[Natural-language object grounding data]
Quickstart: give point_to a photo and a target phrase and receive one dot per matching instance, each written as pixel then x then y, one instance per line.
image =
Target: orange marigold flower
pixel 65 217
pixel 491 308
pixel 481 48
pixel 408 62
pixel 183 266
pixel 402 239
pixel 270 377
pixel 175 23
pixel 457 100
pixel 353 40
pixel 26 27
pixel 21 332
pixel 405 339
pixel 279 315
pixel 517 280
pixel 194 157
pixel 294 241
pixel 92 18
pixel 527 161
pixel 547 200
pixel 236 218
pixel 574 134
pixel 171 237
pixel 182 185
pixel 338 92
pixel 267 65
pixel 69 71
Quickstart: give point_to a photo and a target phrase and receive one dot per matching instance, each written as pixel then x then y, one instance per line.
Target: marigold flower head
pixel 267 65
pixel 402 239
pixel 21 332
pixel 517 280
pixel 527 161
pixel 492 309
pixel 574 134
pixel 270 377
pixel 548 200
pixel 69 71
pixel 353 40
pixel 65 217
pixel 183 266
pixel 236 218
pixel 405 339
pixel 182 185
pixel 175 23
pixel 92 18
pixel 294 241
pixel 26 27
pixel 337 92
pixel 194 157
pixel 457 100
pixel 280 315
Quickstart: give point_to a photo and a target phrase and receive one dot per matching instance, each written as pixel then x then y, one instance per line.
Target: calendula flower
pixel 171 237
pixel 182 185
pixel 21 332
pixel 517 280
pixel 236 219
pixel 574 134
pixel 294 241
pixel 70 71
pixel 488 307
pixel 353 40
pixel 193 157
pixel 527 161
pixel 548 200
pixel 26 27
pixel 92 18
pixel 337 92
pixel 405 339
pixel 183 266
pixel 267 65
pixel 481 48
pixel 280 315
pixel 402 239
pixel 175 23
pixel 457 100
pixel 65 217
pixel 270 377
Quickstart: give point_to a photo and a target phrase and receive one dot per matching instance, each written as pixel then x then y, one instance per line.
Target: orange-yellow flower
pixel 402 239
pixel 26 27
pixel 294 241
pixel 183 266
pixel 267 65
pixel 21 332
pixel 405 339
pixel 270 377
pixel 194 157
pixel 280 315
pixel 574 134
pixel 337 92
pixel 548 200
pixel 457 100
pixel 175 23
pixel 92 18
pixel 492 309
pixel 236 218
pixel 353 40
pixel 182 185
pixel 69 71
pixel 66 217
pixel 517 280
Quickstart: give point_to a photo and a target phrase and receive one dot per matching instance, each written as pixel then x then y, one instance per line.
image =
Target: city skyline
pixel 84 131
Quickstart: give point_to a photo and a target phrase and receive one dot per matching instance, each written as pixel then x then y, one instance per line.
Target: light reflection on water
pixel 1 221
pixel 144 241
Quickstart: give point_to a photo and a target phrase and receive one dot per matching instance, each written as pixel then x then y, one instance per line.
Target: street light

■ **WORK TO COMPLETE**:
Every entry should be transcribed exactly, with nothing omitted.

■ **WORKED SOLUTION**:
Quickstart: give point_to a photo and a target phrase and receive one dot per matching instance, each written as pixel then x then y, one instance per line.
image =
Target: orange marigold flower
pixel 65 217
pixel 491 308
pixel 481 48
pixel 408 62
pixel 183 266
pixel 402 239
pixel 270 377
pixel 175 23
pixel 457 100
pixel 353 40
pixel 26 27
pixel 21 332
pixel 405 339
pixel 279 315
pixel 517 280
pixel 194 157
pixel 294 241
pixel 92 18
pixel 527 161
pixel 547 200
pixel 236 218
pixel 574 134
pixel 171 237
pixel 182 185
pixel 338 92
pixel 267 65
pixel 69 71
Quickstart: give point_to a photo and a target phrase and receive one dot per matching instance, each written as pixel then x then y, one instance per line.
Target: marigold flower head
pixel 267 65
pixel 402 239
pixel 21 332
pixel 517 280
pixel 527 161
pixel 492 309
pixel 574 134
pixel 270 377
pixel 548 200
pixel 69 71
pixel 353 40
pixel 65 217
pixel 183 266
pixel 236 218
pixel 405 339
pixel 182 185
pixel 175 23
pixel 92 18
pixel 294 241
pixel 26 27
pixel 337 92
pixel 194 157
pixel 457 100
pixel 280 315
Quickstart: give point_to a photo and a target phrase and receive one dot per matching instance, each written as pixel then x then y, one instance per line.
Target: calendula flower
pixel 171 237
pixel 182 185
pixel 21 332
pixel 517 280
pixel 236 219
pixel 574 134
pixel 294 241
pixel 70 71
pixel 488 307
pixel 353 40
pixel 193 157
pixel 527 161
pixel 548 200
pixel 26 27
pixel 92 18
pixel 337 92
pixel 405 339
pixel 183 266
pixel 267 65
pixel 481 48
pixel 280 315
pixel 402 239
pixel 175 23
pixel 457 100
pixel 65 217
pixel 270 377
Quickstart: give point_to a photo and a target phrase and receive one dot per matching instance, each written as pixel then x then y, one instance per line.
Target: orange-yellow flower
pixel 402 239
pixel 26 27
pixel 294 241
pixel 183 266
pixel 267 65
pixel 21 332
pixel 405 339
pixel 270 377
pixel 194 157
pixel 280 315
pixel 574 134
pixel 337 92
pixel 548 200
pixel 457 100
pixel 175 23
pixel 92 18
pixel 492 309
pixel 236 218
pixel 353 40
pixel 182 185
pixel 69 71
pixel 66 217
pixel 517 280
Quickstart: give point_to a photo and a target phrase and receive one dot per matching instance, each written as pixel then x then y, one instance per line.
image =
Target: city skyline
pixel 84 131
Quickstart: give point_to a photo and a target phrase and receive one dot per matching instance, each written as pixel then x then y, one instance per line.
Target: light reflection on water
pixel 1 221
pixel 144 241
Quickstart: give point_to a photo and a target phrase and receive one dot per matching instance, each written as pixel then x then y, one instance per line.
Target: street light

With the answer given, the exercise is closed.